• Task goal
Please write out the records exactly.

---

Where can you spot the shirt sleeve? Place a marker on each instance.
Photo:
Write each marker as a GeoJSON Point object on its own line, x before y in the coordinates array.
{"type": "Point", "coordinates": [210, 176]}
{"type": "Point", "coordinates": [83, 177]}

---

• Worked solution
Where can you spot the shirt sleeve? Place a marker on each instance.
Photo:
Write each marker as a GeoJSON Point object on its own line, x before y in the coordinates array.
{"type": "Point", "coordinates": [210, 176]}
{"type": "Point", "coordinates": [83, 177]}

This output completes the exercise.